* The request *
Rewrite every line of the items below as one numbered list, leaving out any blank lines.

* Data provided *
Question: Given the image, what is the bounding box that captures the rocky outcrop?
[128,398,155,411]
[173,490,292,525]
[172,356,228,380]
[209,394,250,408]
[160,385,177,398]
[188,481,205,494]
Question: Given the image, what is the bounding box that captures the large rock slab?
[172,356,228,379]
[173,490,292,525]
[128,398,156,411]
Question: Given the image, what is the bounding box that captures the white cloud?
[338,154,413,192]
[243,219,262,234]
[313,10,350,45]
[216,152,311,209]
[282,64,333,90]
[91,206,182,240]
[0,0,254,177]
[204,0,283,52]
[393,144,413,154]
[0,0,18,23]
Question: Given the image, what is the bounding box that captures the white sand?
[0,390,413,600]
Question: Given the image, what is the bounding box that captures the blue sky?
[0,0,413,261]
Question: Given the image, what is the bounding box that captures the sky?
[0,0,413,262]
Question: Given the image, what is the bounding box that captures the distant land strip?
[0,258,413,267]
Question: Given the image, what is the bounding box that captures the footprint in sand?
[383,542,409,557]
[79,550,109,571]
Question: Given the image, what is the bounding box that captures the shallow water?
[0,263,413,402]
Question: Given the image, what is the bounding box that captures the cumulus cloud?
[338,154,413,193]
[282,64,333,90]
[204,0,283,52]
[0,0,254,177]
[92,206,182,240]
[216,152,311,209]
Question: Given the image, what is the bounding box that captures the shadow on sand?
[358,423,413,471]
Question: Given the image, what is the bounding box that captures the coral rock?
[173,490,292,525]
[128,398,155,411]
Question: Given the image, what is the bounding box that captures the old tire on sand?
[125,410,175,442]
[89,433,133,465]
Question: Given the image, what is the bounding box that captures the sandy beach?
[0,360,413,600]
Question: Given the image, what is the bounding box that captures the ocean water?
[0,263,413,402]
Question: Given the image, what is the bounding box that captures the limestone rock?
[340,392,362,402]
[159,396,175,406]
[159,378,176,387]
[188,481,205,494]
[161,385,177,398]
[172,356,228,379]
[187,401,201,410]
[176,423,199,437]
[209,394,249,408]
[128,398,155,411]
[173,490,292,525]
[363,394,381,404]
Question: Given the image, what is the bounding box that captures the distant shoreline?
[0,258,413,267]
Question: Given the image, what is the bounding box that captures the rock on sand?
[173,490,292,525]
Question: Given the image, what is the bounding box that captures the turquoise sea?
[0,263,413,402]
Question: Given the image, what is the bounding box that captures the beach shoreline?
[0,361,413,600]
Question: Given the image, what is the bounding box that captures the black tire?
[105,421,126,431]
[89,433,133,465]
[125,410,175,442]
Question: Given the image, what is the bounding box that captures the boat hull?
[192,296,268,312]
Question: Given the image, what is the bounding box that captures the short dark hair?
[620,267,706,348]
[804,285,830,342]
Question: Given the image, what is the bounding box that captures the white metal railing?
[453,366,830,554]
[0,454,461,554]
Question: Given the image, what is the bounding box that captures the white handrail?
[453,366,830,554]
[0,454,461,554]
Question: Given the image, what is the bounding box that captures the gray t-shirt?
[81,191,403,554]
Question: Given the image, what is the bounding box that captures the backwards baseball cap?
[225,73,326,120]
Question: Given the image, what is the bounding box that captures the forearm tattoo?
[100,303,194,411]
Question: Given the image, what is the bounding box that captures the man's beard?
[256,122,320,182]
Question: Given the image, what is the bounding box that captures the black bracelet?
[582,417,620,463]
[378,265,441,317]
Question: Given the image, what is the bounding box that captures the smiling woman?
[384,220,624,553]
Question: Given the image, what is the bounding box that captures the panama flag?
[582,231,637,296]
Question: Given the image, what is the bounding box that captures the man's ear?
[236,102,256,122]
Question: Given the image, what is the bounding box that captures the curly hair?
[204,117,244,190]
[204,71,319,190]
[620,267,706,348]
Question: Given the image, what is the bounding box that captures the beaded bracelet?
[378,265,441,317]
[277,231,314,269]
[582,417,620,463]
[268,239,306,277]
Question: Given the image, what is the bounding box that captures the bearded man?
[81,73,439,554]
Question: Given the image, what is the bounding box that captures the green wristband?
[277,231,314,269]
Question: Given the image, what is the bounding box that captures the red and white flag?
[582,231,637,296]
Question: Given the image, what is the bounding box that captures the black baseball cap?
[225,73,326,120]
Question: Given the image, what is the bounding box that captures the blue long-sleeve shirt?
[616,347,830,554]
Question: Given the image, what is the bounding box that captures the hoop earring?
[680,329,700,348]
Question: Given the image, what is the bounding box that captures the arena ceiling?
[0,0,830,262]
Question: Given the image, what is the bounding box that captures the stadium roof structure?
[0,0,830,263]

* Reply to the exercise *
1. Question: Given the image, what is the bounding box that captures the rocky outcrop?
2. [128,398,155,411]
3. [173,490,292,525]
4. [172,356,228,380]
5. [209,394,250,408]
6. [160,385,177,398]
7. [188,481,205,494]
8. Question: Given the image, what is the bounding box that captures the large rock slab?
9. [172,356,228,379]
10. [173,490,292,525]
11. [128,398,156,411]
12. Question: Given the image, what is the bounding box that captures the white cloud?
13. [338,154,413,192]
14. [243,219,262,234]
15. [313,10,350,45]
16. [216,152,311,209]
17. [282,64,333,90]
18. [91,206,182,240]
19. [0,0,254,177]
20. [204,0,283,52]
21. [393,144,413,154]
22. [0,0,18,23]
23. Question: Given the image, what is the bounding box that captures the white sand?
24. [0,390,413,600]
25. Question: Given the image, what is the bounding box that captures the blue sky?
26. [0,0,413,261]
27. Question: Given the image, what is the bounding box that captures the sky?
28. [0,0,413,262]
29. Question: Given the image, what is the bounding box that captures the distant land strip?
30. [0,258,413,267]
31. Question: Given the image, what is the bounding box that captures the footprint in sand?
32. [383,542,409,557]
33. [79,550,109,571]
34. Question: Given the image, what is the bounding box that captures the shallow water?
35. [0,263,413,402]
36. Question: Given the image, what is the bounding box that captures the cumulus cloud?
37. [338,154,413,193]
38. [282,64,333,90]
39. [204,0,283,52]
40. [0,0,254,177]
41. [92,206,182,240]
42. [216,152,311,209]
43. Question: Given the image, what is the bounding box that captures the shadow on sand?
44. [358,423,413,471]
45. Question: Given the image, what is the bounding box that captures the coral rock?
46. [173,490,292,525]
47. [128,398,155,411]
48. Question: Given the image, what is the bounding box that captures the old tire on sand?
49. [125,410,175,442]
50. [89,433,133,465]
51. Question: Given the image, what is the bounding box that captures the sandy beach?
52. [0,360,413,600]
53. Question: Given the image, what is the bounding box that captures the ocean water?
54. [0,263,413,402]
55. Question: Given the image, what is the bounding box that captures the limestone rock?
56. [340,392,362,402]
57. [159,396,175,406]
58. [159,378,176,387]
59. [188,481,205,494]
60. [161,385,177,398]
61. [172,356,228,379]
62. [187,401,201,410]
63. [176,423,199,437]
64. [209,394,249,408]
65. [128,398,155,411]
66. [173,490,292,525]
67. [363,394,381,404]
68. Question: Given the image, what is the bounding box that captures the distant shoreline?
69. [0,258,413,267]
70. Question: Given the image, what is the bounding box that captures the rock on sand?
71. [173,490,292,525]
72. Question: Given the image, what is the bounding box that captures the turquoise sea?
73. [0,263,413,402]
74. Question: Given the image, what is the bounding box that captures the beach shoreline?
75. [0,361,413,600]
76. Question: Given the image, what is the bounding box that captures the black tire?
77. [105,421,126,431]
78. [89,433,133,465]
79. [125,410,175,442]
80. Question: Given the image, what is the bounding box that captures the boat hull?
81. [192,296,268,312]
82. Question: Given the image, what is the bounding box that captures the short dark hair?
83. [620,267,706,348]
84. [804,285,830,342]
85. Question: Given the image, what is the bounding box that captures the white metal railing?
86. [453,366,830,554]
87. [0,454,461,554]
88. Question: Given the image, what is the bounding box that captures the white handrail?
89. [453,366,830,554]
90. [0,454,461,554]
91. Question: Given the image, what is the bounding box that captures the gray t-shirt?
92. [81,191,403,554]
93. Question: Given the image, what is the bounding box that captures the backwards baseball cap?
94. [225,73,326,120]
95. Question: Given the image, what is the bounding box that captures the forearm tattoo?
96. [100,303,194,411]
97. Question: Given the image, what is the bounding box that captures the man's beard?
98. [256,122,320,182]
99. Question: Given the image, what is the bounding box that captures the black bracelet?
100. [582,417,620,463]
101. [378,265,441,317]
102. Question: Given the image, what is the bounding box that captures the smiling woman?
103. [384,220,624,553]
104. Question: Given the image, what is the bounding box that captures the panama flag?
105. [582,231,637,296]
106. Question: Given the image, what is the bounding box that captures the man's ear?
107. [236,102,256,122]
108. Question: Given the image, what is the bounding box that captures the curly hair?
109. [204,117,244,190]
110. [204,71,319,190]
111. [620,267,706,348]
112. Question: Given the image, what is the bounding box that captures the beaded bracelet?
113. [378,265,441,317]
114. [277,231,314,269]
115. [582,417,620,463]
116. [268,239,306,277]
117. Question: Given the image, what is the bounding box that captures the bearded man?
118. [81,73,439,554]
119. Question: Given the image, what is the bounding box that captures the green wristband?
120. [277,231,314,269]
121. Question: Given the image, what is the bounding box that captures the red and white flag?
122. [582,231,637,296]
123. Question: Given the image, what is the bounding box that captures the black baseball cap?
124. [225,73,326,120]
125. Question: Given the image, what is the bounding box that captures the blue long-sleeve shirt?
126. [616,347,830,554]
127. Question: Given the image, what is the bounding box that captures the hoop earring?
128. [680,329,700,348]
129. Question: Given the image, what is the bounding box that captures the arena ceiling?
130. [0,0,830,262]
131. Question: Given the image, what is the bounding box that captures the stadium roof structure?
132. [0,0,830,263]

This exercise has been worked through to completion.